Знаменитый софист и сатирик, Лукиан происходил из города Самосаты, расположенного на Евфрате в Коммагене. Время его жизни определяется приблизительно как 120 — после 180 г. н.э. Получив хорошее образование в Афинах, Лукиан много путешествовал по миру (Греция, Италия, Галлия). Одно время Лукиан служил секретарем в канцелярии римского наместника в Египте. Под именем Лукиана до нас дошло ок. 70 произведений, среди которых есть и подложные. В своих произведениях, написанных в рамках идеологии и выразительных средств второй софистики, Лукиан обсуждает — часто в сатирическом духе — многие мифологические, исторические, политические, философские и моральные вопросы, актуальные для его времени. Многие сочинения написаны в форме сократического диалога, в котором перемешаны комедийные и морализаторские мотивы.
Для истории Северного Причерноморья особый интерес представляет его диалог "Токсарис, или дружба", в котором вымышленные персонажи — грек и скиф — рассуждают о понятии дружбы в представлении греков и скифов. Примеры верной дружбы, приводимые скифом, расцвечены скифско-боспорскими "реалиями", многие из которых, несомненно, вьщуманы автором и сближают его повествование с греческим романом. Тем не менее историки видят во многих именах и подробностях скифского быта детали, которые были почерпнуты Лукианом из неизвестных нам литературных источников, в частности, из так называемого "романа о Каллигоне" первых веков н.э., дошедшего в папирусных фрагментах.

ПРЕДОСТАВЛЕННЫЕ ЗАПИСИ:
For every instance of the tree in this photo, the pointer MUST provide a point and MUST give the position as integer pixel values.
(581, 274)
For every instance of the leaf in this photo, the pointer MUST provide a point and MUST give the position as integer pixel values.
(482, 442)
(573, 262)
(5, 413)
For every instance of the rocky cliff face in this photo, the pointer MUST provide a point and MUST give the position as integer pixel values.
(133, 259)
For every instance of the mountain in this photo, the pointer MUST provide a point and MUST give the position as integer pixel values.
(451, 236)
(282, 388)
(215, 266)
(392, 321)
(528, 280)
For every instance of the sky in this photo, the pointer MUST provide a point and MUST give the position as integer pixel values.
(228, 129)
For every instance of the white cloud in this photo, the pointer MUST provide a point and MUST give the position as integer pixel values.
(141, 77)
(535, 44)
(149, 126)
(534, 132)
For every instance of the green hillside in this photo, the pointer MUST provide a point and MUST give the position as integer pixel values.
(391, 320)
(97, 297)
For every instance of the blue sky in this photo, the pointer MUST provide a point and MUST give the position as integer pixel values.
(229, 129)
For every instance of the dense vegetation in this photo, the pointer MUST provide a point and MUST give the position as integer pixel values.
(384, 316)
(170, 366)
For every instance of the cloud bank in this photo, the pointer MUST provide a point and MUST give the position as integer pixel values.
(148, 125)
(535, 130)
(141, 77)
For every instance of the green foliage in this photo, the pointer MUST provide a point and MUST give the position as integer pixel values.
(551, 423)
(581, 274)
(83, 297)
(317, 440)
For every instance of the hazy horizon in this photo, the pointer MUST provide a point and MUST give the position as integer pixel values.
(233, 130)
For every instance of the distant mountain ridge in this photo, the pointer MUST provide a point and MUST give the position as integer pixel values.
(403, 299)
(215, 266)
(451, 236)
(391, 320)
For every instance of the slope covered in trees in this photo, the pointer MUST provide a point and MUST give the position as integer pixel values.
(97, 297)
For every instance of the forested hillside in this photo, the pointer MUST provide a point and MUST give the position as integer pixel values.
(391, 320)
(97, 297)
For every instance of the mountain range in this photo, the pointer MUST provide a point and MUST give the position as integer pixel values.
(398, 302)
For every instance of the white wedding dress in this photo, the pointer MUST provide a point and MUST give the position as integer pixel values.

ЗАДАНИЯ:
1. Из какого города происходил Лукиан, согласно отрывку о Лукиане?
2. Продолжите отрывок о Лукиане с того места, где он заканчивается.

ОТВЕТЫ К УПРАЖНЕНИЮ:
1. Из города Самосаты, расположенного на Евфрате в Коммагене.

2.
Издания: Luciani Samosatensis opera / Ex rec. С. Jacobitz. Bd. 1-3. Lipsiae, 1867-1872 (репринт: Hildesheim 1966); Luciani Opera / Ed. N. №1ёп. 1-2. Lipsiae, 1906-1923; Lucian / Ed. by A.M. Harmon, K. Kilburn and M.D. MacLeod. Vol. I-VIII. Harvard, 1913-1967; Lucian / Ed. by M.D. MacLeod. 4 vols. Oxford, 1972-1987.
Переводы: Лукиан. Собрание сочинений в двух томах / Под ред. Б.Л. Богаевского. Т. 1-2. М.; Д., 1935; Лукиан из Самосаты. Избранное. М., 1962; Лукиан. Избранное. Перевод с греческого. Проза и поэзия. М., 1996.
Литература: Богаевский 1915. С. VIII-XLIV; Лосев 1979. С. 191-280; Нахов 1991. С. 5-22; Ростовцев 1925. С. 106-107; Allington 1927; Bompaire 1958; Householder 1941; Jones 1986; Schmeja 1972; Schwartz 1965.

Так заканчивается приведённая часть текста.